Extract to read Block Start

And it's liberating.
"We don't have to worry so much about what anyone else is gonna think about," Kurstin says. "We're not worried about what the label thinks, what's the single. With Sia, I feel like we get back to how we first wrote songs. And that's just cool. Someone will like it, hopefully, and if not, we'll put it out ourselves."
The two work very quickly. The hit she wrote for Rihanna, "Diamonds," was reportedly written in 14 minutes. Sia says "Chandelier" took a little longer.
"I mean, 'Chandelier' took like four minutes to write the chords, then like 12-15 minutes to write the lyrics," Sia says. "Probably 10 or 15 minutes to cut the vocals."
"So, an hour for a hit?" I ask her. "Prob, yeah," she replies nonchalantly, not showing off, just stating facts.
Sia says a lot of pop songs follow certain formulas, contain certain universal themes. There's "victim to victory."

Extract to read Block End

- **Prompt A**
In the excerpt about Sia's songwriting, how long did Sia say it took to write the chords for "Chandelier"?
- **Prompt B**
Say whether each statement agrees with the excerpt about Sia's songwriting, and quote the words that decide it: (i) "Diamonds" was reportedly written in 14 minutes. (ii) Kurstin says they worry about what the label thinks. (iii) Sia says cutting the vocals for "Chandelier" took about an hour.
- **Prompt C**
Print the part of the excerpt about Sia's songwriting starting with "And it's liberating." and going on through "just stating facts.".

Study material Block Start

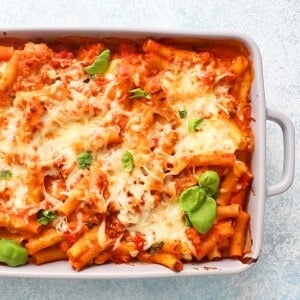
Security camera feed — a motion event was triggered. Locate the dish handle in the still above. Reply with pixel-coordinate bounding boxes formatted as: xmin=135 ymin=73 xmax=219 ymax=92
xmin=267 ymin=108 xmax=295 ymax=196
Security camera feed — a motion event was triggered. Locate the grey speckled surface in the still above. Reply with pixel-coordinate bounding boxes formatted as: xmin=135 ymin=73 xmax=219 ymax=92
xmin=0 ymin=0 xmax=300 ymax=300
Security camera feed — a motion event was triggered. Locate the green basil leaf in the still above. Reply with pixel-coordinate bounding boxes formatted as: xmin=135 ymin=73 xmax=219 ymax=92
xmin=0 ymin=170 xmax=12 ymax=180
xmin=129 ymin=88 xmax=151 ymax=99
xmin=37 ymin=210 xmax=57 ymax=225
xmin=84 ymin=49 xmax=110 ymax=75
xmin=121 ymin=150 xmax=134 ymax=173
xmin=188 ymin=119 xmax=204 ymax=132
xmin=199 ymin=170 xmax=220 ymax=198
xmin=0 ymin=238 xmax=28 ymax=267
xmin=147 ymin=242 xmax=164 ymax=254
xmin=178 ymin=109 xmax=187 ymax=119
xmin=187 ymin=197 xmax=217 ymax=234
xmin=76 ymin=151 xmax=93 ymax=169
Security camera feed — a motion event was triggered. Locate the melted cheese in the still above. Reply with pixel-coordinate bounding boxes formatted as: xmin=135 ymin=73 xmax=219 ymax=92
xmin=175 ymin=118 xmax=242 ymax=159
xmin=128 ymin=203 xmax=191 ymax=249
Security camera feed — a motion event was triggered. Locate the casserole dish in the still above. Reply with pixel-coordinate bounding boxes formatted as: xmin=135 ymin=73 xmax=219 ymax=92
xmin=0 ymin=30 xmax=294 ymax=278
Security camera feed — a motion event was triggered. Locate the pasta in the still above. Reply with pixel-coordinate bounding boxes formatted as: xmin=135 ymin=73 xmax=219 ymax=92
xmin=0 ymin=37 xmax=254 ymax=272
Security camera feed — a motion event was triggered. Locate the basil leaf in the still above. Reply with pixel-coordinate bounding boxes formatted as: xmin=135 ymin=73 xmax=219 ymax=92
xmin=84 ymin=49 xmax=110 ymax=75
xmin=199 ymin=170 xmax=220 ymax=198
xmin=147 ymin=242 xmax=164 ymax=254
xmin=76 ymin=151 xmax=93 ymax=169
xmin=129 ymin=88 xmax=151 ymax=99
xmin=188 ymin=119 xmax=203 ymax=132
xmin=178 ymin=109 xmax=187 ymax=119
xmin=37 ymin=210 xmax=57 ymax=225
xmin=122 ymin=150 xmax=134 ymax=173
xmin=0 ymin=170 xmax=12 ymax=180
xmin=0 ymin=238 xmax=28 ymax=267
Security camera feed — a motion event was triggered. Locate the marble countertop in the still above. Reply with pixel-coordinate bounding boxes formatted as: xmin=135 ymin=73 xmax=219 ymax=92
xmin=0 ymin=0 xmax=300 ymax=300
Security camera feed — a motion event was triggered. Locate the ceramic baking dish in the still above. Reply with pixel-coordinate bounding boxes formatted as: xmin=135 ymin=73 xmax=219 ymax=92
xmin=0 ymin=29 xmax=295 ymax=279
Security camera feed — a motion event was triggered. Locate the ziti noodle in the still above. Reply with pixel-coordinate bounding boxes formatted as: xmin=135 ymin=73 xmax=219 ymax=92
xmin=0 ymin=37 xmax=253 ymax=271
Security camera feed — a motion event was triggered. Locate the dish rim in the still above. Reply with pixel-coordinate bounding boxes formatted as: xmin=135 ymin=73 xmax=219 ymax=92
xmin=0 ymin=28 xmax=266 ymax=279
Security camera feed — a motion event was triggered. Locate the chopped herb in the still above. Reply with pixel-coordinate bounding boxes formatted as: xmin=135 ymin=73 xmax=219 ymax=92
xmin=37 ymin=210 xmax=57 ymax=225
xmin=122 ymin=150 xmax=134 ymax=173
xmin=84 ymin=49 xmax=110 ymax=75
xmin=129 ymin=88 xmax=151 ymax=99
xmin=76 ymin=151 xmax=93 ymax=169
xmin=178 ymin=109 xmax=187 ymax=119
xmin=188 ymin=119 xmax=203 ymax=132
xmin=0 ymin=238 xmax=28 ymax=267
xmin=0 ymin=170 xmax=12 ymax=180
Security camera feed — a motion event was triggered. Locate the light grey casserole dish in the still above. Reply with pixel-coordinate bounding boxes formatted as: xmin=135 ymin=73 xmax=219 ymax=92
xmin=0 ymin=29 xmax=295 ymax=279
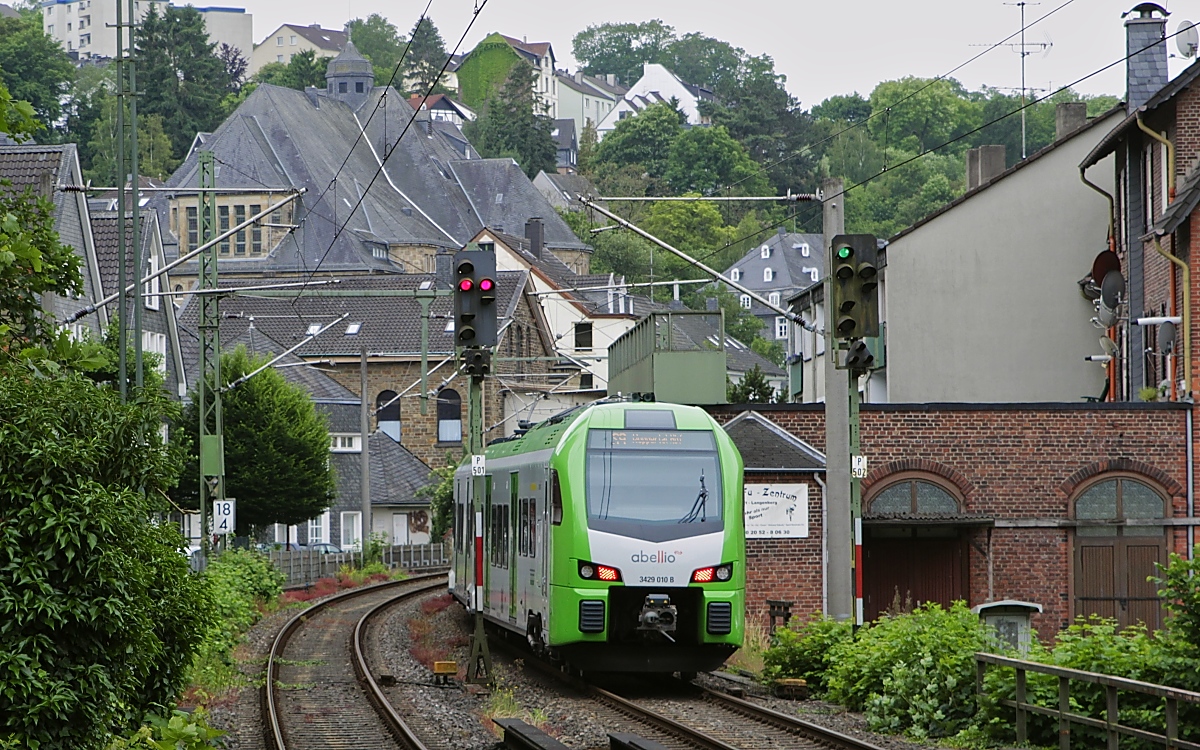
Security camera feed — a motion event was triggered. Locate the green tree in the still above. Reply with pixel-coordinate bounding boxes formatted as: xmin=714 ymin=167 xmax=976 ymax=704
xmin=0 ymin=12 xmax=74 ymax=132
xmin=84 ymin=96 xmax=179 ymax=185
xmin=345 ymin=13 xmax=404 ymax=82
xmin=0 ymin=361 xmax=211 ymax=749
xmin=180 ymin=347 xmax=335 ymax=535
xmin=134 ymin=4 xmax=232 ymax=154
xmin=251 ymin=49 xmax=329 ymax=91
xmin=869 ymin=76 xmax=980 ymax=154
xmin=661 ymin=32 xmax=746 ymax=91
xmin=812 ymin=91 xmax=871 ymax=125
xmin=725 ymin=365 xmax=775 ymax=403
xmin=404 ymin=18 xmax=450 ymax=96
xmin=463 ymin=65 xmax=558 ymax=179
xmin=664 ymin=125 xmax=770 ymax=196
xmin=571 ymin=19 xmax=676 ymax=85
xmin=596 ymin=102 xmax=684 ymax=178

Study material Block End
Study material Block Start

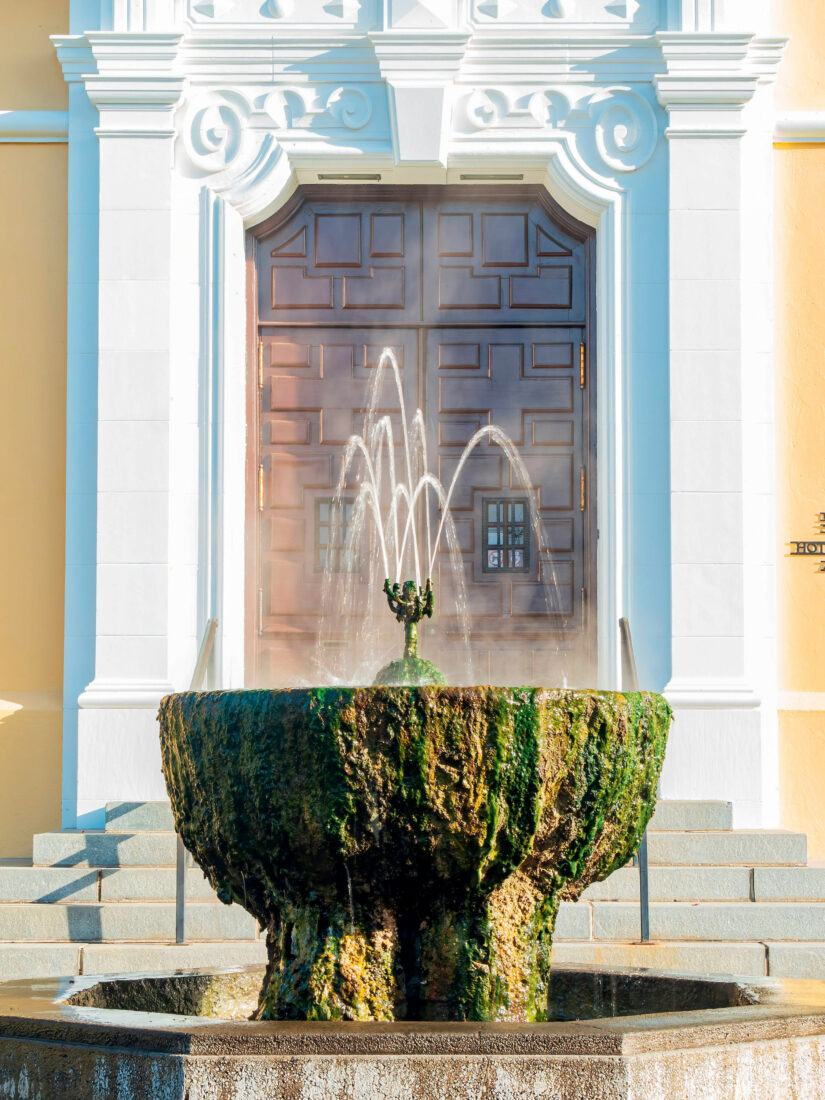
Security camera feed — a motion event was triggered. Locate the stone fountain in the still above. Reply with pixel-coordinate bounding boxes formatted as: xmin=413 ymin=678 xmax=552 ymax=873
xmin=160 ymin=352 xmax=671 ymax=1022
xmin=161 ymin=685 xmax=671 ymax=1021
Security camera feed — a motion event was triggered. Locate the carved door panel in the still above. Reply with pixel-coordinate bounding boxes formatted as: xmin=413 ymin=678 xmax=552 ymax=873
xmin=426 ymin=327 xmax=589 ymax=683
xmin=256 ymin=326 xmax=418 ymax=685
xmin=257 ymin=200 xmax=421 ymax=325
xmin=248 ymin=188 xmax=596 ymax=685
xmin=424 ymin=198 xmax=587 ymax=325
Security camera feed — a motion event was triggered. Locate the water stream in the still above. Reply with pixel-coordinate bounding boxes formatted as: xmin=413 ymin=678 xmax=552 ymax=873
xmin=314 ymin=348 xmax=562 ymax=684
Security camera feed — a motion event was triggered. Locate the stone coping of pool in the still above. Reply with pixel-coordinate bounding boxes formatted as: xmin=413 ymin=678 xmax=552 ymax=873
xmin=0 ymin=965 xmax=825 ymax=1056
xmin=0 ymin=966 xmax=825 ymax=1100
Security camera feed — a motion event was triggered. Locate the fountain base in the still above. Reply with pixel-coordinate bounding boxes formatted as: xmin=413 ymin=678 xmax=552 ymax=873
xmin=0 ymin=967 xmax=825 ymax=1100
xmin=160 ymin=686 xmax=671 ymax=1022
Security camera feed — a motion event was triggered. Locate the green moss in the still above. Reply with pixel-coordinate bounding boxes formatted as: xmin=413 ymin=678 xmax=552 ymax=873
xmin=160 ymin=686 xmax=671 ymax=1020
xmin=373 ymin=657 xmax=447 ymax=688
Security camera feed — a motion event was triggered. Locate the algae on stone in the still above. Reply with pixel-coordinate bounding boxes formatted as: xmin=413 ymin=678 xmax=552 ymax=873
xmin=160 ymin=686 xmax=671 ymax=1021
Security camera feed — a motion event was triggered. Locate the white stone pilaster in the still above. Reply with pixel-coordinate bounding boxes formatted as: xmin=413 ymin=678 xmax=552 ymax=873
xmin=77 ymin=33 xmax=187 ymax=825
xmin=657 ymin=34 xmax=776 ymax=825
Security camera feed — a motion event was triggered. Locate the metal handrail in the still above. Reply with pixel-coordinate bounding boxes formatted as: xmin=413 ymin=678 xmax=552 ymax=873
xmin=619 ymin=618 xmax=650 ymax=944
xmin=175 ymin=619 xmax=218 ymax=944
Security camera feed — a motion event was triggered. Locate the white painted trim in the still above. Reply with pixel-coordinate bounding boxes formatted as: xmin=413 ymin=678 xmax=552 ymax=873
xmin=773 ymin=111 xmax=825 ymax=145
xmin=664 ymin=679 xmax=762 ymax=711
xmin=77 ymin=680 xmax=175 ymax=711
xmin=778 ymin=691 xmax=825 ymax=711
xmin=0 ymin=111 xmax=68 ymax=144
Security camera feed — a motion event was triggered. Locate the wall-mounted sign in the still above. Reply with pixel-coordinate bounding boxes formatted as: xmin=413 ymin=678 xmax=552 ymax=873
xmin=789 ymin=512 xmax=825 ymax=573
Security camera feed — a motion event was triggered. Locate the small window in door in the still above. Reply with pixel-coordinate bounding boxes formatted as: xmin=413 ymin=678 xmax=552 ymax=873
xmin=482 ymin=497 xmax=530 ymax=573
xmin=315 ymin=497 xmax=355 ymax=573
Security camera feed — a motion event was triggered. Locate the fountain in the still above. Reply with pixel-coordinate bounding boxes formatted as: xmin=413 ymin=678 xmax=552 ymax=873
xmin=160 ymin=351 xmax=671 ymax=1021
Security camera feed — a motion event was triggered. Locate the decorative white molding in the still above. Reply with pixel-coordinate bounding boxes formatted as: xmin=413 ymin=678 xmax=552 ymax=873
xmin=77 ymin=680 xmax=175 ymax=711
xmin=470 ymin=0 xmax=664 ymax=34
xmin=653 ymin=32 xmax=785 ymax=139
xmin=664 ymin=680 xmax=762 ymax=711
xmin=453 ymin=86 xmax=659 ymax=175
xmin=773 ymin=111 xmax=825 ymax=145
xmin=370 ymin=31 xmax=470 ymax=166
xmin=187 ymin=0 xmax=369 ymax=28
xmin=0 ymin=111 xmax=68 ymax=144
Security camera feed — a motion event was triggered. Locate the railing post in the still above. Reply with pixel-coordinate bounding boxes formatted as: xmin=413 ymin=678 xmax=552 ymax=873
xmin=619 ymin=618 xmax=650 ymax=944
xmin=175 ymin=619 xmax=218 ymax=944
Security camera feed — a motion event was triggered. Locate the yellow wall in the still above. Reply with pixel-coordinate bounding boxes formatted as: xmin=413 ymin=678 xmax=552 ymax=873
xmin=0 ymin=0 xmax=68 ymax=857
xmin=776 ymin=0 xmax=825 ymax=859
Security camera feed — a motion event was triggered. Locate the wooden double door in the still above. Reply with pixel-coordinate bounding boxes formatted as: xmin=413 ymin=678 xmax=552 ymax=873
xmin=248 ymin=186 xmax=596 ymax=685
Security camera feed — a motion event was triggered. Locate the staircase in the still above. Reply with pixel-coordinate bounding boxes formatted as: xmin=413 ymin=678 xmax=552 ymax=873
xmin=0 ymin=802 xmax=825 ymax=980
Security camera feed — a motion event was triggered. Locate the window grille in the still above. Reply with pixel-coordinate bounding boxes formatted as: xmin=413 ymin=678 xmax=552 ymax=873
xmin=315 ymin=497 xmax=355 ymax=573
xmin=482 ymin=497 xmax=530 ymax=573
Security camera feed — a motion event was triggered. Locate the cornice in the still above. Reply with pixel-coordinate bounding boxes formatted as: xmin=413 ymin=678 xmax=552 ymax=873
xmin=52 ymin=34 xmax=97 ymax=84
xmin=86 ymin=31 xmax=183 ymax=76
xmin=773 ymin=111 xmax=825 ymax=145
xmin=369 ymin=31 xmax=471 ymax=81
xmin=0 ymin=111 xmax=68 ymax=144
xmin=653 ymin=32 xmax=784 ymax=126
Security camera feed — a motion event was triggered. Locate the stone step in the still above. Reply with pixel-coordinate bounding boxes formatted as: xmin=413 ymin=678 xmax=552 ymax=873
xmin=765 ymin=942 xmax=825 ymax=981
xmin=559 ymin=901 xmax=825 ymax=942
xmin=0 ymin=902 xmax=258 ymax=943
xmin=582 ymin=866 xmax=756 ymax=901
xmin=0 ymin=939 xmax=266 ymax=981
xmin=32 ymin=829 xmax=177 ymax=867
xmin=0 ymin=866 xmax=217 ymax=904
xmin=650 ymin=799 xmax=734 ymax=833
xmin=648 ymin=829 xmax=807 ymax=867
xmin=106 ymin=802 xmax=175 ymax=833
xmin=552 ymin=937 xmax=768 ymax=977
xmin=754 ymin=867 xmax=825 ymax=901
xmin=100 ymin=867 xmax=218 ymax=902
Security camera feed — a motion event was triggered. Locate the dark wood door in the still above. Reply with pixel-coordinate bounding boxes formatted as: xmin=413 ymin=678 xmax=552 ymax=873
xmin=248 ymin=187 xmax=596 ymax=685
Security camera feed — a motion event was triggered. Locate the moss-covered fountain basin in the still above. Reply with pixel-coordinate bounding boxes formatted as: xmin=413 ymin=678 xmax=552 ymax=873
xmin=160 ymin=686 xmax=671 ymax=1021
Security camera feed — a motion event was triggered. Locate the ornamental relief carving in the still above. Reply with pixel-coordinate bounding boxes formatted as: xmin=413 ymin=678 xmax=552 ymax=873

Study material Block End
Study material Block Start

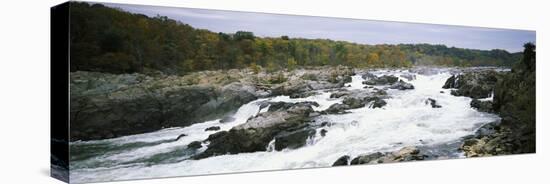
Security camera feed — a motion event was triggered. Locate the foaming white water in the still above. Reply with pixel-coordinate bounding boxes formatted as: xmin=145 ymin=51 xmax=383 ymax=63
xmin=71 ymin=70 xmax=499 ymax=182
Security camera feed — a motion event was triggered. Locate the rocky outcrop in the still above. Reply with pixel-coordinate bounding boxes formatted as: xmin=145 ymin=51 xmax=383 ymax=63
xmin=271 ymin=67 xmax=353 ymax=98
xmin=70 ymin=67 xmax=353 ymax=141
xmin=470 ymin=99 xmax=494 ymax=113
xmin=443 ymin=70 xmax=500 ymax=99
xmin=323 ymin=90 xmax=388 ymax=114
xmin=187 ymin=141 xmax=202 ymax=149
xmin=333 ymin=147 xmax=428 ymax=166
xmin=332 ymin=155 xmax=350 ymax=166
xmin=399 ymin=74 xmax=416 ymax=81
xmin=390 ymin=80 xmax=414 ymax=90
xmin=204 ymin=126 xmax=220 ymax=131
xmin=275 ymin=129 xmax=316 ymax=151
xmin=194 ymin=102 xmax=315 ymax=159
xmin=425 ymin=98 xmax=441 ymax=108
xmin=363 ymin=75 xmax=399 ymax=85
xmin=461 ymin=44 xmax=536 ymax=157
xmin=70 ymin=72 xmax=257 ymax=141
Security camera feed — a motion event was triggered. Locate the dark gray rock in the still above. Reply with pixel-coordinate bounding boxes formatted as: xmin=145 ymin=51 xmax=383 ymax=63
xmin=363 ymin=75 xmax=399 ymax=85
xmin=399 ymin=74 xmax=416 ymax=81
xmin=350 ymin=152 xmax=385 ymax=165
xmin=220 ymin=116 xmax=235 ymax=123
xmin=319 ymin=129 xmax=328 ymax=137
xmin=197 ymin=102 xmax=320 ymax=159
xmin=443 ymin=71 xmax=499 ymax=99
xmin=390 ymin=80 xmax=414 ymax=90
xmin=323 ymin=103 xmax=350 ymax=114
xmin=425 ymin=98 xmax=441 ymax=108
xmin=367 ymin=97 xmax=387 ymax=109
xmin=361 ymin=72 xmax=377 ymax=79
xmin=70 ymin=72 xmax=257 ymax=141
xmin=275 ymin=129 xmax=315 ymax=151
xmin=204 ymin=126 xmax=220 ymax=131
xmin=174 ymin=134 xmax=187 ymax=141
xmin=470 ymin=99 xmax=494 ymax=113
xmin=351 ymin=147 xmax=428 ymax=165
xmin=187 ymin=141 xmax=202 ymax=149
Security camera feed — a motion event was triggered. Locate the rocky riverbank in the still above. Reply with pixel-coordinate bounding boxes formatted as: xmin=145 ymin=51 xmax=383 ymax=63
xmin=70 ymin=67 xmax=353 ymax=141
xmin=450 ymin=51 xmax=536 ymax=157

Study material Block End

- **Exercise response A**
Like four minutes.

- **Exercise response B**
(i) Yes: "The hit she wrote for Rihanna, "Diamonds," was reportedly written in 14 minutes."
(ii) No: "We're not worried about what the label thinks, what's the single."
(iii) No: "Probably 10 or 15 minutes to cut the vocals."

- **Exercise response C**
And it's liberating.
"We don't have to worry so much about what anyone else is gonna think about," Kurstin says. "We're not worried about what the label thinks, what's the single. With Sia, I feel like we get back to how we first wrote songs. And that's just cool. Someone will like it, hopefully, and if not, we'll put it out ourselves."
The two work very quickly. The hit she wrote for Rihanna, "Diamonds," was reportedly written in 14 minutes. Sia says "Chandelier" took a little longer.
"I mean, 'Chandelier' took like four minutes to write the chords, then like 12-15 minutes to write the lyrics," Sia says. "Probably 10 or 15 minutes to cut the vocals."
"So, an hour for a hit?" I ask her. "Prob, yeah," she replies nonchalantly, not showing off, just stating facts.